(Stored records)
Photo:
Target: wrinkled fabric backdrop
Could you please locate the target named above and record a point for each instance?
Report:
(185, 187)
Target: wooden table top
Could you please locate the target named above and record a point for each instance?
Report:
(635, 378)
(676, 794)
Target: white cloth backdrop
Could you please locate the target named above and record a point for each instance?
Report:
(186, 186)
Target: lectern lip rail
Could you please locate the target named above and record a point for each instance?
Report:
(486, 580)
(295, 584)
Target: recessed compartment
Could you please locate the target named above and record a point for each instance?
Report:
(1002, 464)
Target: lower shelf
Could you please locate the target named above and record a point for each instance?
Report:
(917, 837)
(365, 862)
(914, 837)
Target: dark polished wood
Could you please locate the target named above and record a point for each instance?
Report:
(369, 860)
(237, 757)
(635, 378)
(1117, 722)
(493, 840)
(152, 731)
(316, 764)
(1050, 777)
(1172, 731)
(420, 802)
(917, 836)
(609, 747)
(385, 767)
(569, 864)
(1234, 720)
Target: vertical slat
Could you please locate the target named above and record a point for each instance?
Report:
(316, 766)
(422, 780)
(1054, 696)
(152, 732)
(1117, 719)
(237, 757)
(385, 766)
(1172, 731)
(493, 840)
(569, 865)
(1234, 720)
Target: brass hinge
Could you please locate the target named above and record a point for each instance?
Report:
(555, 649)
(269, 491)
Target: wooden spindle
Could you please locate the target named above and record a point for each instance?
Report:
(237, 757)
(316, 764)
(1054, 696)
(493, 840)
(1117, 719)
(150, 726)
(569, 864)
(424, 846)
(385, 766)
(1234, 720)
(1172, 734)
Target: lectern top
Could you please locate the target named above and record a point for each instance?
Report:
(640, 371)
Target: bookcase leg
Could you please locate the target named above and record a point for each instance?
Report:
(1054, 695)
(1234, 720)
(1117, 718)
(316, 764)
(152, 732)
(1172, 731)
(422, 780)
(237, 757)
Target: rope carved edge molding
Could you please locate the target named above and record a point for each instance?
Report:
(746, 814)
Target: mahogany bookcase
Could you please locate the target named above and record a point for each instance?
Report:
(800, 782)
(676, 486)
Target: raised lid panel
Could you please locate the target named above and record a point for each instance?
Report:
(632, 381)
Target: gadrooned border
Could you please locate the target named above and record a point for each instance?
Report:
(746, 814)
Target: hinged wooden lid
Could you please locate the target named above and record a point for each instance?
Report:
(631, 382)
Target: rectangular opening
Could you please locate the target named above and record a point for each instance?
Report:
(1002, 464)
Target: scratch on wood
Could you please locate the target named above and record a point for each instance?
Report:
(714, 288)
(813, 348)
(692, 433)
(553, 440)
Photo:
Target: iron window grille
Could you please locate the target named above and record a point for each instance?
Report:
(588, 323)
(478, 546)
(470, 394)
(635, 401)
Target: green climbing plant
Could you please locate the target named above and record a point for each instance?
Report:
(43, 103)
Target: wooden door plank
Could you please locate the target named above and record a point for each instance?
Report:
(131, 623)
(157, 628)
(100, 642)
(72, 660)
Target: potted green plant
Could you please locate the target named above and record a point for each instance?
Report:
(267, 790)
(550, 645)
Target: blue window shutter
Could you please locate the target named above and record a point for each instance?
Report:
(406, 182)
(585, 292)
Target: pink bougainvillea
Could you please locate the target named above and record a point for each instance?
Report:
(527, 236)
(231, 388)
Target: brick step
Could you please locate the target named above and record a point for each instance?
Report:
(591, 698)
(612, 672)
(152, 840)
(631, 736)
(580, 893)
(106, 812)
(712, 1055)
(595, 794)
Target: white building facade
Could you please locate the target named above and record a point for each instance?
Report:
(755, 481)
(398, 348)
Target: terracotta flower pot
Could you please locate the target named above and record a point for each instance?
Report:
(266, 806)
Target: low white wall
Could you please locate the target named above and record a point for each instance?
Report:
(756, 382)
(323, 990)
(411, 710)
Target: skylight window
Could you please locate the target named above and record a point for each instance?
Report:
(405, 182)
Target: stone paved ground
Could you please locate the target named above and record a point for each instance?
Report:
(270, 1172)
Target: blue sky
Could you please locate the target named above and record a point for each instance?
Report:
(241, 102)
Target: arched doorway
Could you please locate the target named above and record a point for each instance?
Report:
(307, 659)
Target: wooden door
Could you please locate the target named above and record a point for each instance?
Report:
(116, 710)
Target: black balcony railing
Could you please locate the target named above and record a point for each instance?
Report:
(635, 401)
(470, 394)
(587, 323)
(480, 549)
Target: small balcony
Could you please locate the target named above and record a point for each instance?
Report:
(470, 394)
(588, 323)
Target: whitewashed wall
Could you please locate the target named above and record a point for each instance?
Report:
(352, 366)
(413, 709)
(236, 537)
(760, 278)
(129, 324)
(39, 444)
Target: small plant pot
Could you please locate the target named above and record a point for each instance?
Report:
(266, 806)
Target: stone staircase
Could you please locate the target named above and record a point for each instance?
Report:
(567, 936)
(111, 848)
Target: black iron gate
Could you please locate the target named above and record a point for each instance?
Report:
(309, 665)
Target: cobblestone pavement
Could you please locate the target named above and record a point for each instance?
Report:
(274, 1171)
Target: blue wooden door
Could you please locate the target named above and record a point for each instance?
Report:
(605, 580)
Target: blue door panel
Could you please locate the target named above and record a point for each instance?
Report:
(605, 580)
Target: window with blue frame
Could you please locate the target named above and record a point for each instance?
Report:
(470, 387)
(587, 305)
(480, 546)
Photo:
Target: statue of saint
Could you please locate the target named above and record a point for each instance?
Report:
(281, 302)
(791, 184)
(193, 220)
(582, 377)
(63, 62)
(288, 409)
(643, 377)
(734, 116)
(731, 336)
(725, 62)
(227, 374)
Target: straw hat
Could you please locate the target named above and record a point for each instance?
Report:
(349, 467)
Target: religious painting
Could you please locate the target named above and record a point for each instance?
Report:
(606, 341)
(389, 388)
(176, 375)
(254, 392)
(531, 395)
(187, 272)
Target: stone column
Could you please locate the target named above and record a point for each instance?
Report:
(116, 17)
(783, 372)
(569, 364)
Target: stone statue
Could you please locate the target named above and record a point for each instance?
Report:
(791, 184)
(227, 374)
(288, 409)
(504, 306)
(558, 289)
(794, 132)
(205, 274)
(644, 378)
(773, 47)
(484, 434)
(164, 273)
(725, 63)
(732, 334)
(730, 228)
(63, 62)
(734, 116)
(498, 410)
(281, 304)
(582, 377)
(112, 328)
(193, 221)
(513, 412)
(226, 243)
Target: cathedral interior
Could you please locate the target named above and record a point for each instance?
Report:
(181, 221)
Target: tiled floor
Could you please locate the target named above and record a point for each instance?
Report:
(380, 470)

**Assignment:**
Quote every line of the records above, from the first down to the one holding "Target: white cloth backdrop", exactly as written.

**Reply:**
Photo:
Target: wrinkled fabric backdrop
Could you please locate the target named above and record a point for each instance?
Report:
(185, 187)
Target: wooden table top
Could you please locate the target named above and record a point for each instance?
Report:
(635, 378)
(676, 794)
Target: white cloth backdrop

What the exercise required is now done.